Selection.
+++

Can someone please explain why one day is 26 hours?? and how exactly do you base a day on the sun if you are hundreds of light years away???

The 26 hour day has been mentioned a few times on DS9 so i thought it fits in the DS9 section.

Thanks
 
It is based on the orbital period of the planet bajor. it takes Bajor 26 "Earth" hours to rotate around its star. Since space station DS9 is in a near orbit of Bajor, and since the provisional government of Bajor are the actual operators of DS9 (not Starfleet or the UFP) they use the system of timekeeping that is appropriate to their species.
 
It is based on the orbital period of the planet bajor. it takes Bajor 26 "Earth" hours to rotate around its star. Since space station DS9 is in a near orbit of Bajor, and since the provisional government of Bajor are the actual operators of DS9 (not Starfleet or the UFP) they use the system of timekeeping that is appropriate to their species.
rotational period, not orbital, and axis not star :devil:

a 26 hour year, now that would make my head spin :D
 
I suspect they're Bajoran hours as well. Although probably not much different from ours.

+++

Data provided.

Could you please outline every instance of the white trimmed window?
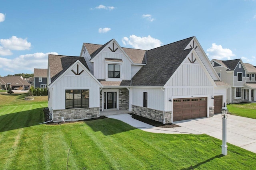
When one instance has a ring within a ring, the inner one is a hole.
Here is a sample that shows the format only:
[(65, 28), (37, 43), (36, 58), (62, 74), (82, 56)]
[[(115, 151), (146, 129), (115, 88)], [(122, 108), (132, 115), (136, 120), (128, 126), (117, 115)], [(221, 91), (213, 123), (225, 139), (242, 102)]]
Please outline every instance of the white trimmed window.
[(41, 84), (41, 88), (46, 88), (47, 87), (47, 85), (46, 84)]

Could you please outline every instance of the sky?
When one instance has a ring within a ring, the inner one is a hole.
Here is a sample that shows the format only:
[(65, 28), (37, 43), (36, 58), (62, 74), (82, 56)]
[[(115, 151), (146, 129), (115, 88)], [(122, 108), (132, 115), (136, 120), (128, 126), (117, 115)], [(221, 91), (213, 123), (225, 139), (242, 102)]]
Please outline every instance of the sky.
[(0, 0), (0, 75), (114, 38), (150, 49), (195, 36), (209, 59), (256, 66), (256, 0)]

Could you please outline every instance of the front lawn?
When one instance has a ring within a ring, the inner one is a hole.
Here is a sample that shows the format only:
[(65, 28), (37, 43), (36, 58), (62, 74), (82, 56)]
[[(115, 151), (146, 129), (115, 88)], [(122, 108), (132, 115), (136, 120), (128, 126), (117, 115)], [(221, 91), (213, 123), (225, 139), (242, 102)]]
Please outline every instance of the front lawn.
[(230, 104), (227, 107), (232, 115), (256, 119), (256, 103)]
[(228, 154), (223, 156), (221, 141), (206, 135), (152, 133), (108, 118), (38, 125), (44, 121), (42, 109), (46, 101), (26, 102), (20, 101), (18, 106), (0, 105), (0, 169), (188, 170), (192, 166), (194, 169), (247, 170), (256, 167), (256, 154), (228, 144)]

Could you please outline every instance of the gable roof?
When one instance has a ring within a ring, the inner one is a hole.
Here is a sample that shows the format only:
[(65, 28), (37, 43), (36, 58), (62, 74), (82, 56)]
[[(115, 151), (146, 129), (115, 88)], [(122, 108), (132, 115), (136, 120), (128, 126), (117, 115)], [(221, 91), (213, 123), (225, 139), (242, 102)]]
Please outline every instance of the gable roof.
[(34, 77), (47, 77), (47, 69), (34, 68)]
[(247, 71), (250, 72), (256, 72), (256, 68), (250, 63), (244, 63)]
[(147, 64), (133, 77), (131, 85), (164, 86), (193, 49), (184, 50), (193, 37), (147, 51)]
[(236, 68), (236, 66), (237, 66), (240, 60), (241, 59), (235, 59), (234, 60), (222, 61), (222, 62), (230, 70), (233, 70)]
[(88, 70), (90, 70), (84, 57), (49, 55), (48, 62), (50, 73), (51, 83), (78, 60)]
[[(113, 39), (111, 39), (104, 45), (88, 43), (84, 43), (84, 45), (86, 47), (91, 59), (92, 59)], [(146, 63), (144, 58), (146, 50), (124, 47), (122, 48), (134, 63)]]

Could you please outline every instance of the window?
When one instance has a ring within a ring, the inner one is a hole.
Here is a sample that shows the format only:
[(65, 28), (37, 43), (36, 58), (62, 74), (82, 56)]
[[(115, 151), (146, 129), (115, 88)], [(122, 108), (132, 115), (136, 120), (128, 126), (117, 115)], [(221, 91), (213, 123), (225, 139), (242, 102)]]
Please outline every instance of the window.
[(237, 73), (237, 81), (242, 81), (242, 73)]
[(47, 87), (47, 85), (46, 84), (41, 84), (41, 88), (44, 88)]
[(66, 90), (66, 108), (89, 107), (88, 90)]
[(250, 77), (250, 78), (250, 78), (250, 79), (249, 79), (250, 80), (250, 81), (252, 81), (252, 74), (250, 74), (249, 77)]
[(241, 88), (236, 88), (236, 97), (241, 97)]
[(120, 78), (120, 65), (108, 65), (108, 77)]
[(143, 92), (143, 107), (148, 107), (148, 93)]

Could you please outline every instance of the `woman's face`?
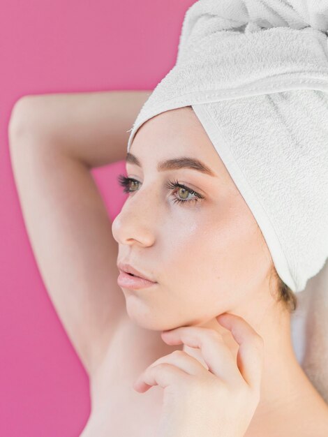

+++

The request. Copy the discussion of the 26-hour day from the words "rotational period, not" through "different from ours.", substituting "length of day" for "rotational period". The listing above comes from a different source than the discussion of the 26-hour day.

Expected answer.
length of day, not orbital, and axis not star :devil:

a 26 hour year, now that would make my head spin :D
 
I suspect they're Bajoran hours as well. Although probably not much different from ours.